ACTIONS TO TAKE:
1. Retype the passage of the forum post from "Today she asked" up to and including "me ever since.".
2. Answer these questions using the forum post:
(a) What condition does the writer say they have?
(b) What did she ask the writer to help her with today?
(c) What does the commenter suggest the writer ask their doctor about?

SOURCE EXTRACT:
---
I am 5 feet 11 inches and I’m 200 pounds. I try to lose weight but some medication I need to take makes me gain weight. I need to take it or I get sick. I have Ulcerative Colitis. She doesn’t understand and still calls me fat and other names.

And even went ahead and called me a slur behind my back. After I got into an argument with her.

Today she asked me for my help to put away some pots and pans on a shelf because she is too short to reach. I told her no and that maybe if she was nicer to me I would help.

She told me to leave her alone and don’t talk to her anymore. I then went ahead and told her she can be a jerk sometimes and she screw off. She looked at me with disgust and said nothing. She has been telling people rumors about me ever since.

Part of me feels like calling her a jerk and telling her to screw off was uncalled for. But I don’t know.

So AITJ?”

Another User Comments:

“NTJ and where are your parents in all of this? If she is concerned about your weight for health reasons, there are a million ways to go about it gracefully.

She’s just being a jerk. You need to talk to your parents about this hun. This isn’t okay. As for your health, you may want to ask your doctor about what can help you control your weight and/or help you get to a healthy/stabilized weight.
---
Image point grounding data
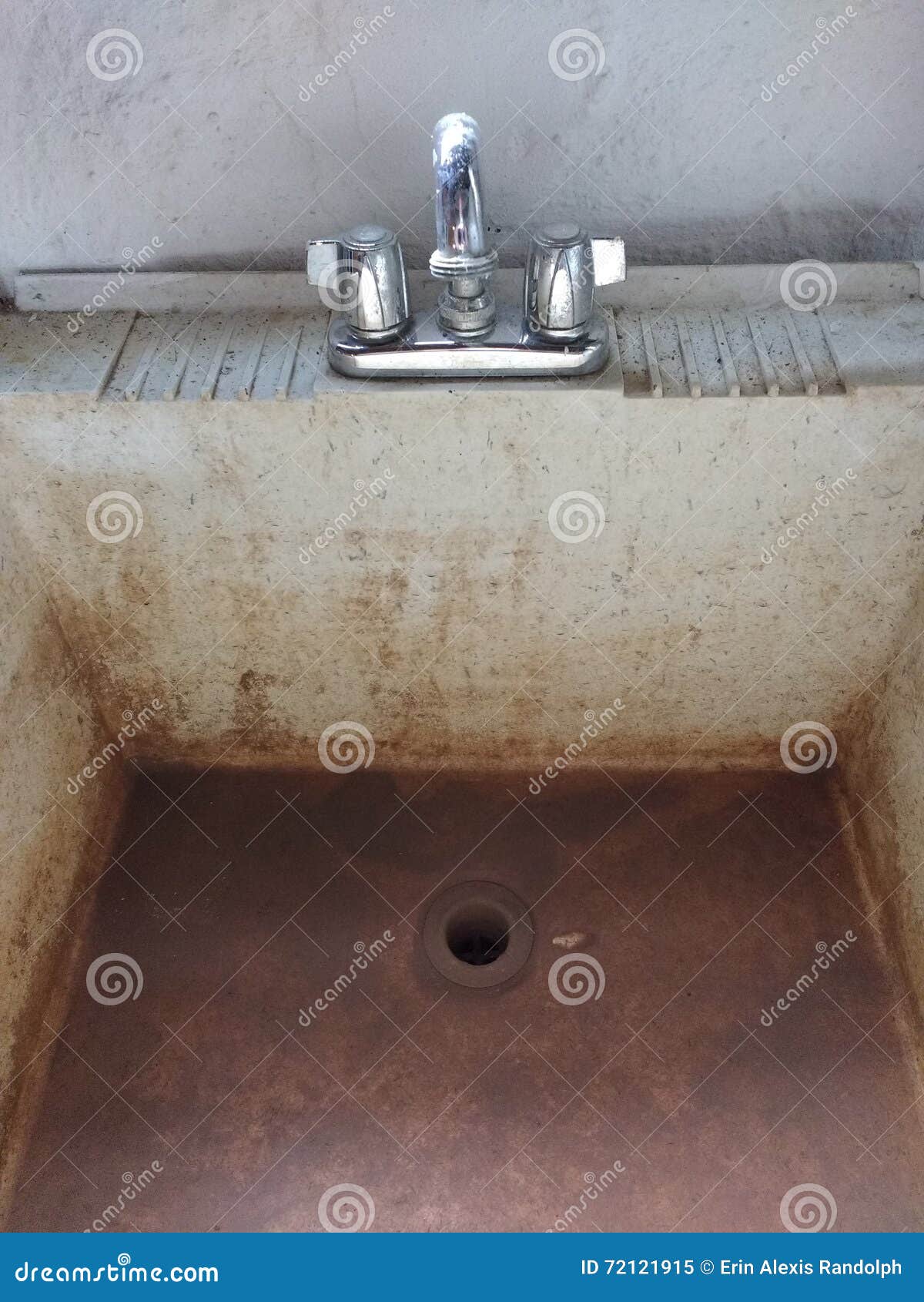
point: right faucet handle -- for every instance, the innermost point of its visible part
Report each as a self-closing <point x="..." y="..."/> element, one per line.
<point x="562" y="268"/>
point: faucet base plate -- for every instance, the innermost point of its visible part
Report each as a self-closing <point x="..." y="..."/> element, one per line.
<point x="427" y="352"/>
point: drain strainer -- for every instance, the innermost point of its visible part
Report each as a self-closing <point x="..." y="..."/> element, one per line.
<point x="478" y="934"/>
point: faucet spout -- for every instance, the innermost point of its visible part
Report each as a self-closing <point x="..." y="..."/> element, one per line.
<point x="462" y="256"/>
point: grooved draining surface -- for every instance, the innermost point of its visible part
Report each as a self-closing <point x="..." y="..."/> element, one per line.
<point x="699" y="901"/>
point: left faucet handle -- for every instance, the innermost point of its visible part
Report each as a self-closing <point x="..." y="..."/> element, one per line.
<point x="362" y="275"/>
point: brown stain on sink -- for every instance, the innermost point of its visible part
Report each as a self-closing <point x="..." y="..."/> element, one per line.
<point x="471" y="1119"/>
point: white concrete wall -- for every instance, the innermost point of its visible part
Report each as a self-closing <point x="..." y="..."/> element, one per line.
<point x="680" y="138"/>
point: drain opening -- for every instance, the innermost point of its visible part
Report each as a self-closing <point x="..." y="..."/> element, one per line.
<point x="478" y="936"/>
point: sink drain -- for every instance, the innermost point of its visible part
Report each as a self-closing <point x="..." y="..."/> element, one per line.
<point x="478" y="934"/>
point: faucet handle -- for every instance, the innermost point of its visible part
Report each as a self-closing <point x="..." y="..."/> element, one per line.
<point x="362" y="273"/>
<point x="562" y="268"/>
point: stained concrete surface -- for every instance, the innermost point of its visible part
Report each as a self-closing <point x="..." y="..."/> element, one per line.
<point x="705" y="898"/>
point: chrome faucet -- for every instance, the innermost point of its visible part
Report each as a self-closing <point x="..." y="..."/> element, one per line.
<point x="373" y="334"/>
<point x="462" y="256"/>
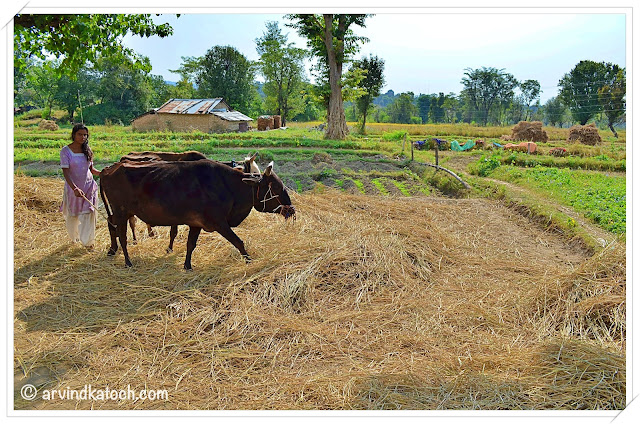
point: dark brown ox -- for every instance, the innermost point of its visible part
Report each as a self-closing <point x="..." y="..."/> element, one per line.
<point x="202" y="194"/>
<point x="248" y="166"/>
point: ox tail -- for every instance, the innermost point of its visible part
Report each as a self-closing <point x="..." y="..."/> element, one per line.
<point x="106" y="206"/>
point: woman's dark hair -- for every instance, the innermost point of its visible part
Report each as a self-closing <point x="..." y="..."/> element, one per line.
<point x="88" y="153"/>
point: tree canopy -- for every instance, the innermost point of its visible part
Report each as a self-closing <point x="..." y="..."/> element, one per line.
<point x="77" y="39"/>
<point x="372" y="83"/>
<point x="282" y="66"/>
<point x="332" y="41"/>
<point x="487" y="87"/>
<point x="579" y="89"/>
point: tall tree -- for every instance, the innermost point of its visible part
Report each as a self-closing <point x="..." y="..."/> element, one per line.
<point x="124" y="91"/>
<point x="373" y="68"/>
<point x="42" y="77"/>
<point x="579" y="89"/>
<point x="487" y="87"/>
<point x="76" y="93"/>
<point x="331" y="40"/>
<point x="530" y="91"/>
<point x="436" y="110"/>
<point x="402" y="109"/>
<point x="424" y="102"/>
<point x="227" y="73"/>
<point x="612" y="95"/>
<point x="80" y="38"/>
<point x="555" y="111"/>
<point x="282" y="66"/>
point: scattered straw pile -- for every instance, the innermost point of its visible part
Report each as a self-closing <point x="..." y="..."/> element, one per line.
<point x="585" y="134"/>
<point x="45" y="124"/>
<point x="363" y="303"/>
<point x="524" y="130"/>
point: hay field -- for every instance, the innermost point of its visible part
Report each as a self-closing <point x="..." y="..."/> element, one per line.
<point x="365" y="302"/>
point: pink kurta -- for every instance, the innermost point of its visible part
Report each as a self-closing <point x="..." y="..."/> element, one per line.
<point x="81" y="177"/>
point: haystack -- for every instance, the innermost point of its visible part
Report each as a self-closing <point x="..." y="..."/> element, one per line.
<point x="48" y="125"/>
<point x="265" y="123"/>
<point x="531" y="131"/>
<point x="585" y="134"/>
<point x="558" y="151"/>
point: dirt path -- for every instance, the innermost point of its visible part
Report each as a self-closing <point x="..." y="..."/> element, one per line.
<point x="459" y="164"/>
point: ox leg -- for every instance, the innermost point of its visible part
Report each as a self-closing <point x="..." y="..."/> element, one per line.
<point x="122" y="235"/>
<point x="132" y="224"/>
<point x="194" y="232"/>
<point x="226" y="232"/>
<point x="114" y="241"/>
<point x="172" y="236"/>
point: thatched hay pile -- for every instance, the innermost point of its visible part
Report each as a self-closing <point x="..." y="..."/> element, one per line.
<point x="48" y="125"/>
<point x="265" y="123"/>
<point x="558" y="152"/>
<point x="363" y="302"/>
<point x="524" y="130"/>
<point x="585" y="134"/>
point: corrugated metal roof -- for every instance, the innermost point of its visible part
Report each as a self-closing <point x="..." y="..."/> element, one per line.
<point x="193" y="106"/>
<point x="232" y="116"/>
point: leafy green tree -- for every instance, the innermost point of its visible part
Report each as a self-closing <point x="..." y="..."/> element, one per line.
<point x="451" y="106"/>
<point x="530" y="91"/>
<point x="227" y="73"/>
<point x="402" y="109"/>
<point x="160" y="90"/>
<point x="373" y="68"/>
<point x="80" y="38"/>
<point x="331" y="39"/>
<point x="76" y="93"/>
<point x="612" y="95"/>
<point x="579" y="89"/>
<point x="424" y="102"/>
<point x="487" y="87"/>
<point x="42" y="77"/>
<point x="282" y="66"/>
<point x="555" y="111"/>
<point x="436" y="110"/>
<point x="124" y="91"/>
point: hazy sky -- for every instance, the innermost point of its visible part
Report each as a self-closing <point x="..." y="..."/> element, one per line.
<point x="423" y="52"/>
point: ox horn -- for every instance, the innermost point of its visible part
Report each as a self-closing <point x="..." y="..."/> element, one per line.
<point x="269" y="169"/>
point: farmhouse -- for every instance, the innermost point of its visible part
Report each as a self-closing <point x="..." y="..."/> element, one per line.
<point x="206" y="115"/>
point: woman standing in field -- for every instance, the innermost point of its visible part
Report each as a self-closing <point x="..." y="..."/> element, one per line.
<point x="76" y="161"/>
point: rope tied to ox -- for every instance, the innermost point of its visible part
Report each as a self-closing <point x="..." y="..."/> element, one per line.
<point x="284" y="210"/>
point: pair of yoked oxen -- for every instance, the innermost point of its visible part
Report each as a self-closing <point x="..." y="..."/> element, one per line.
<point x="171" y="189"/>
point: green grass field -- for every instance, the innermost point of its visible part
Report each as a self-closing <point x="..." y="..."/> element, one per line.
<point x="374" y="163"/>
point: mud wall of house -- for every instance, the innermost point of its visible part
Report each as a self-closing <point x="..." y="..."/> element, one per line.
<point x="183" y="123"/>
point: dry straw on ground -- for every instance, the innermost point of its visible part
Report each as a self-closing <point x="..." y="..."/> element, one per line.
<point x="531" y="131"/>
<point x="363" y="303"/>
<point x="585" y="134"/>
<point x="48" y="125"/>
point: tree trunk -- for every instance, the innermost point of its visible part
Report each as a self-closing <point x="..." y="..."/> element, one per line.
<point x="336" y="122"/>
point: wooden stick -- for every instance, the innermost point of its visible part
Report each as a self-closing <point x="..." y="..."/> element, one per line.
<point x="446" y="170"/>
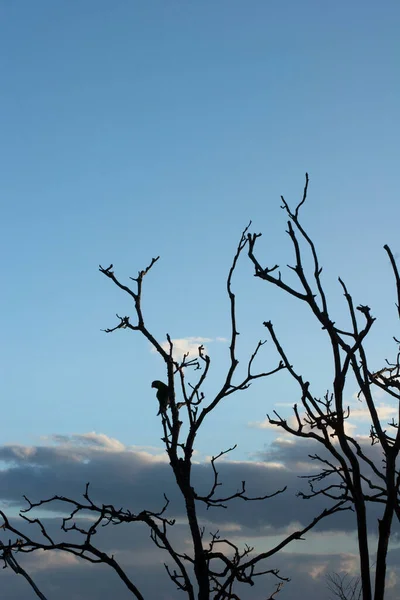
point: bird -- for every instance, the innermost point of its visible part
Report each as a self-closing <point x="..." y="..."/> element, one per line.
<point x="162" y="395"/>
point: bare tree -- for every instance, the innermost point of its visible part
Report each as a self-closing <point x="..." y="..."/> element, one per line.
<point x="344" y="586"/>
<point x="348" y="474"/>
<point x="207" y="572"/>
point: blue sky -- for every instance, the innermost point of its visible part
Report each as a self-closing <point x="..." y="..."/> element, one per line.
<point x="135" y="129"/>
<point x="132" y="129"/>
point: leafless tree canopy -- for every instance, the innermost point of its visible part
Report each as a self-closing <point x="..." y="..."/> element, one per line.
<point x="348" y="479"/>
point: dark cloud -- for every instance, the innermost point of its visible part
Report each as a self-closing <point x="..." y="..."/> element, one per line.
<point x="137" y="479"/>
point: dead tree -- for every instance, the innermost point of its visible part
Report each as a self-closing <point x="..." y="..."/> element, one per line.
<point x="207" y="572"/>
<point x="344" y="587"/>
<point x="348" y="474"/>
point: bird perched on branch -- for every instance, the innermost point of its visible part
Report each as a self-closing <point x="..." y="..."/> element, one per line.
<point x="162" y="395"/>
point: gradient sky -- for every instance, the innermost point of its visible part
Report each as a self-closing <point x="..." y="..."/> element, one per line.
<point x="134" y="129"/>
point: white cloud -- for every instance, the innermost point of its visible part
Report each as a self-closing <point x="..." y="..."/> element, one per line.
<point x="189" y="345"/>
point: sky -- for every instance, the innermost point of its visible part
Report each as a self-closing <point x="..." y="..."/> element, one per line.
<point x="131" y="130"/>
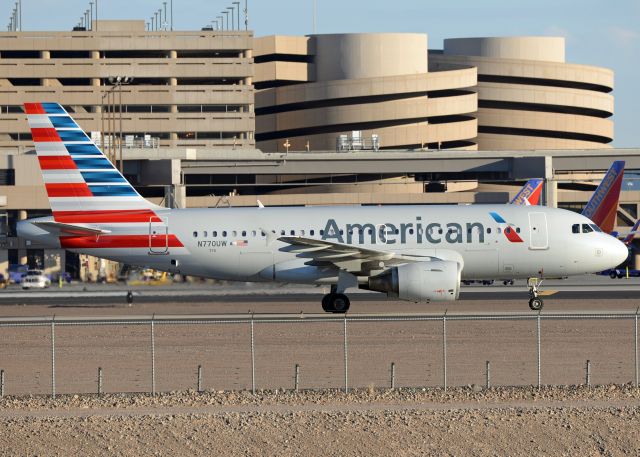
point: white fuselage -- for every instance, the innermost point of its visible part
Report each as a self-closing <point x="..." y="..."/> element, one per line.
<point x="242" y="243"/>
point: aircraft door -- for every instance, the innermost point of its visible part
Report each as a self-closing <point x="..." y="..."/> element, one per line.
<point x="539" y="236"/>
<point x="158" y="236"/>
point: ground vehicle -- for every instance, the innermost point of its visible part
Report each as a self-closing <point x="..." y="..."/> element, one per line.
<point x="35" y="279"/>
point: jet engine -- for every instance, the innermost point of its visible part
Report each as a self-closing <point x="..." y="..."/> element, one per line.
<point x="437" y="280"/>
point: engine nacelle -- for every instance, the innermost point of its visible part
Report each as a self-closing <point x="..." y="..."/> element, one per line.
<point x="437" y="280"/>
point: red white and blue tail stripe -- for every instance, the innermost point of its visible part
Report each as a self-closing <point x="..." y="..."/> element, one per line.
<point x="77" y="175"/>
<point x="93" y="205"/>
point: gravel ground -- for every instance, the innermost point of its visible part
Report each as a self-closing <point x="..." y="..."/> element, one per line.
<point x="464" y="421"/>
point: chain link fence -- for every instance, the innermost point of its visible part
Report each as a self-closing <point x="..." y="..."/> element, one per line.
<point x="165" y="353"/>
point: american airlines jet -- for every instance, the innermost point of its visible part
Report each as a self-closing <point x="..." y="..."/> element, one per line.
<point x="416" y="253"/>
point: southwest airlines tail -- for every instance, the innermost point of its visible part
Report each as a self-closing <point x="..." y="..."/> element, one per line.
<point x="603" y="205"/>
<point x="530" y="193"/>
<point x="83" y="186"/>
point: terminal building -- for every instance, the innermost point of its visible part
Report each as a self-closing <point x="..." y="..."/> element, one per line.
<point x="217" y="118"/>
<point x="512" y="93"/>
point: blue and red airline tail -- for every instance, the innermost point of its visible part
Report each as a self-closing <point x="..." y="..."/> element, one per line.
<point x="530" y="193"/>
<point x="603" y="206"/>
<point x="83" y="186"/>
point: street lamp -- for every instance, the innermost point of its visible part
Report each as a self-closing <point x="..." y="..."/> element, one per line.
<point x="238" y="6"/>
<point x="118" y="82"/>
<point x="227" y="16"/>
<point x="233" y="19"/>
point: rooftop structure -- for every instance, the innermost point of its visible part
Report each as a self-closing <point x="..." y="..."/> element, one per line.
<point x="189" y="88"/>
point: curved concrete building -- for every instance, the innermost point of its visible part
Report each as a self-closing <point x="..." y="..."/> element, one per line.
<point x="315" y="91"/>
<point x="528" y="97"/>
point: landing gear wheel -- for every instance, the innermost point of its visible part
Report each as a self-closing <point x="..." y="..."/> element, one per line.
<point x="336" y="303"/>
<point x="325" y="303"/>
<point x="536" y="304"/>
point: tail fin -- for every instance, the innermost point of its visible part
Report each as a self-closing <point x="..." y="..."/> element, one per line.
<point x="530" y="193"/>
<point x="603" y="205"/>
<point x="78" y="177"/>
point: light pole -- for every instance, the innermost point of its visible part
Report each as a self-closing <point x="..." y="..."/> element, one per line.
<point x="233" y="17"/>
<point x="165" y="15"/>
<point x="227" y="17"/>
<point x="238" y="6"/>
<point x="246" y="15"/>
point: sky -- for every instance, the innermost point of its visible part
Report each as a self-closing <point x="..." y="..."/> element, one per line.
<point x="598" y="32"/>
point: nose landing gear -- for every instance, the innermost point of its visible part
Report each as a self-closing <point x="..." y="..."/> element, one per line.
<point x="535" y="303"/>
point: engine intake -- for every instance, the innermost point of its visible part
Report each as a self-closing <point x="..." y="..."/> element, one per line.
<point x="437" y="280"/>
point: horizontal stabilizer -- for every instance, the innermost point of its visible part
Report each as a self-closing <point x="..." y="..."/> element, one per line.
<point x="71" y="229"/>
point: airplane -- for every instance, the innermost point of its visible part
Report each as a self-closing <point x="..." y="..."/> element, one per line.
<point x="602" y="207"/>
<point x="417" y="253"/>
<point x="529" y="194"/>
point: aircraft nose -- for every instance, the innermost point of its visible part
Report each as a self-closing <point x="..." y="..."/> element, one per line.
<point x="617" y="252"/>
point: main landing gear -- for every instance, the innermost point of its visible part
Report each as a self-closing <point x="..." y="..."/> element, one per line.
<point x="535" y="302"/>
<point x="335" y="303"/>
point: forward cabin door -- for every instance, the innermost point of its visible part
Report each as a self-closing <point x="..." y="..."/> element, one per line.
<point x="158" y="236"/>
<point x="539" y="236"/>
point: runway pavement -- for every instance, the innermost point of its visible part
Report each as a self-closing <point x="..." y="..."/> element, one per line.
<point x="214" y="333"/>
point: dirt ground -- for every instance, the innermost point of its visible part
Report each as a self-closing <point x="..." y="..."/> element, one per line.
<point x="468" y="421"/>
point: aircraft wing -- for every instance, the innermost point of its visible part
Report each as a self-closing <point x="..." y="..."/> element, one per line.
<point x="347" y="257"/>
<point x="71" y="229"/>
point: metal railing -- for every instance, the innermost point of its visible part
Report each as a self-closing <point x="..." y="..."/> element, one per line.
<point x="253" y="323"/>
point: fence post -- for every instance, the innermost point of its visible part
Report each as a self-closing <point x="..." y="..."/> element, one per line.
<point x="253" y="360"/>
<point x="444" y="350"/>
<point x="53" y="357"/>
<point x="153" y="356"/>
<point x="539" y="355"/>
<point x="346" y="360"/>
<point x="635" y="346"/>
<point x="488" y="374"/>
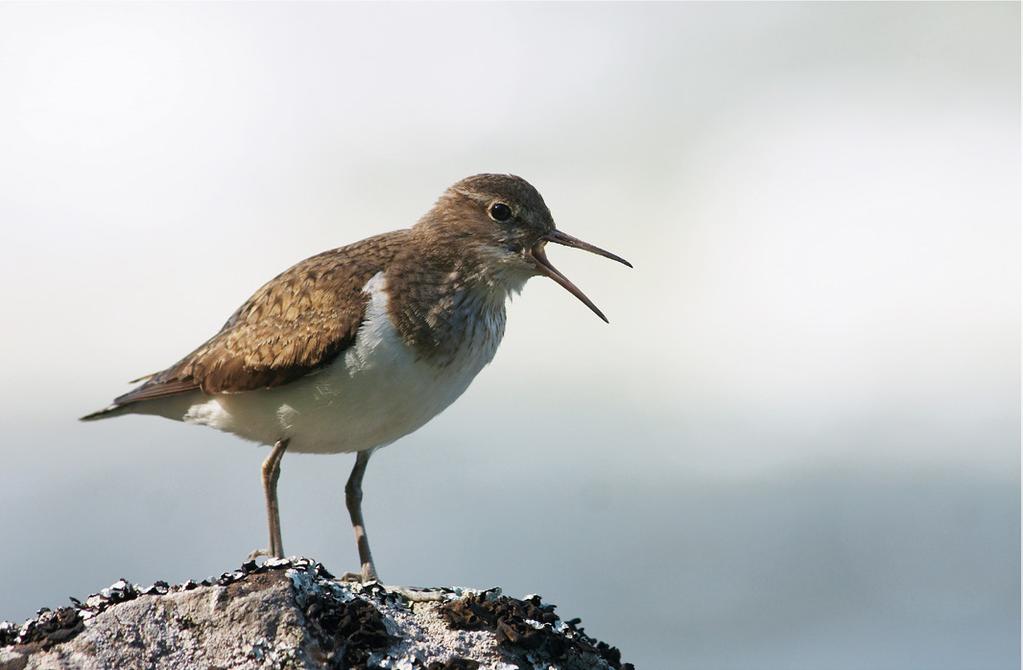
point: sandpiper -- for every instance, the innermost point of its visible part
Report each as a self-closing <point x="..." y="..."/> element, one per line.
<point x="359" y="346"/>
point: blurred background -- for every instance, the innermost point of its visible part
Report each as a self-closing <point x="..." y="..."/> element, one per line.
<point x="795" y="446"/>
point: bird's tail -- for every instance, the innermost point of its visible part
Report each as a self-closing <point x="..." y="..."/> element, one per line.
<point x="105" y="412"/>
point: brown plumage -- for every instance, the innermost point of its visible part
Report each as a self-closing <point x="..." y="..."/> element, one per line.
<point x="295" y="324"/>
<point x="396" y="326"/>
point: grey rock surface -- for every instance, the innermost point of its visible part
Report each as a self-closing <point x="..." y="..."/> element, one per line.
<point x="293" y="614"/>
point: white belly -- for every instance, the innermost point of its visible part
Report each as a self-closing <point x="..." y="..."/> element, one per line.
<point x="373" y="394"/>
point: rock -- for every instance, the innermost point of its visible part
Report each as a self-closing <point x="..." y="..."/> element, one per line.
<point x="293" y="614"/>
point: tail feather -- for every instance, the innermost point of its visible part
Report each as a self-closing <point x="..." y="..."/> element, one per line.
<point x="105" y="412"/>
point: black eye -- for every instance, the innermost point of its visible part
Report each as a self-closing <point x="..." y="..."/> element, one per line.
<point x="500" y="212"/>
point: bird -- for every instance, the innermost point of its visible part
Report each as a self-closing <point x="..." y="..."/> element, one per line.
<point x="354" y="348"/>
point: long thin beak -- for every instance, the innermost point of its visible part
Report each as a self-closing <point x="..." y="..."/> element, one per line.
<point x="545" y="268"/>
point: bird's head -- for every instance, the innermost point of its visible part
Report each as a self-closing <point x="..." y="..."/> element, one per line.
<point x="502" y="221"/>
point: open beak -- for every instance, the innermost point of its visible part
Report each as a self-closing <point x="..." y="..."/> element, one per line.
<point x="545" y="268"/>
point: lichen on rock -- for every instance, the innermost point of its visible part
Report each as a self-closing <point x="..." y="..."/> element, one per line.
<point x="293" y="614"/>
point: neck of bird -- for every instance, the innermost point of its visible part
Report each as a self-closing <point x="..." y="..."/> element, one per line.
<point x="445" y="305"/>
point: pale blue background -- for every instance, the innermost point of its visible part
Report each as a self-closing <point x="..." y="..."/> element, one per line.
<point x="795" y="446"/>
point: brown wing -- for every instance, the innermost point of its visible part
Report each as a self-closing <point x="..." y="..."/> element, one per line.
<point x="295" y="324"/>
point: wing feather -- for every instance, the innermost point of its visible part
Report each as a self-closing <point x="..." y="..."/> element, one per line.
<point x="294" y="325"/>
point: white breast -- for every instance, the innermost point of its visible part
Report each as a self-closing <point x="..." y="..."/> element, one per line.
<point x="379" y="391"/>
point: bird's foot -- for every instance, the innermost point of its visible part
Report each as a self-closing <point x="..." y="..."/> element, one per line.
<point x="368" y="574"/>
<point x="256" y="553"/>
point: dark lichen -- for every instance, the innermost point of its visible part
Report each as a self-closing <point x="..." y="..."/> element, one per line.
<point x="513" y="622"/>
<point x="348" y="633"/>
<point x="454" y="663"/>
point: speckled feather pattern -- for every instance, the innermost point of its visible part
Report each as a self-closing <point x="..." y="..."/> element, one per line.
<point x="438" y="272"/>
<point x="295" y="324"/>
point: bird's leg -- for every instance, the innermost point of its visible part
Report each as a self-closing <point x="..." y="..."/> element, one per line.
<point x="353" y="498"/>
<point x="271" y="473"/>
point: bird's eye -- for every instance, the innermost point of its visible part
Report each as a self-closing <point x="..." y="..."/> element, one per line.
<point x="500" y="212"/>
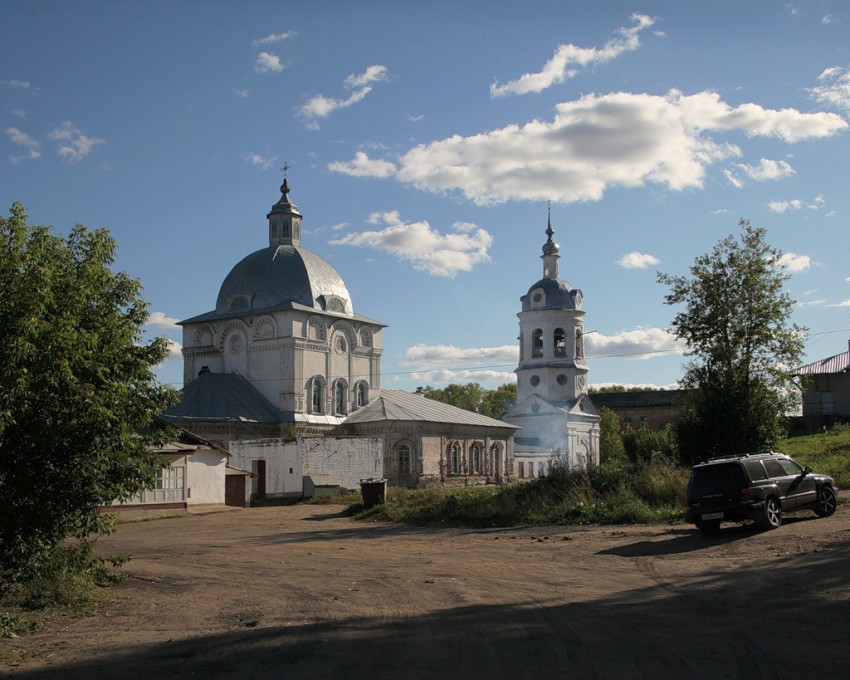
---
ANSWER SECTION:
1.
Today she asked me for my help to put away some pots and pans on a shelf because she is too short to reach. I told her no and that maybe if she was nicer to me I would help.

She told me to leave her alone and don’t talk to her anymore. I then went ahead and told her she can be a jerk sometimes and she screw off. She looked at me with disgust and said nothing. She has been telling people rumors about me ever since.

2.
(a) Ulcerative Colitis.
(b) Putting away some pots and pans on a shelf.
(c) What can help the writer control their weight and/or reach a healthy or stabilized weight.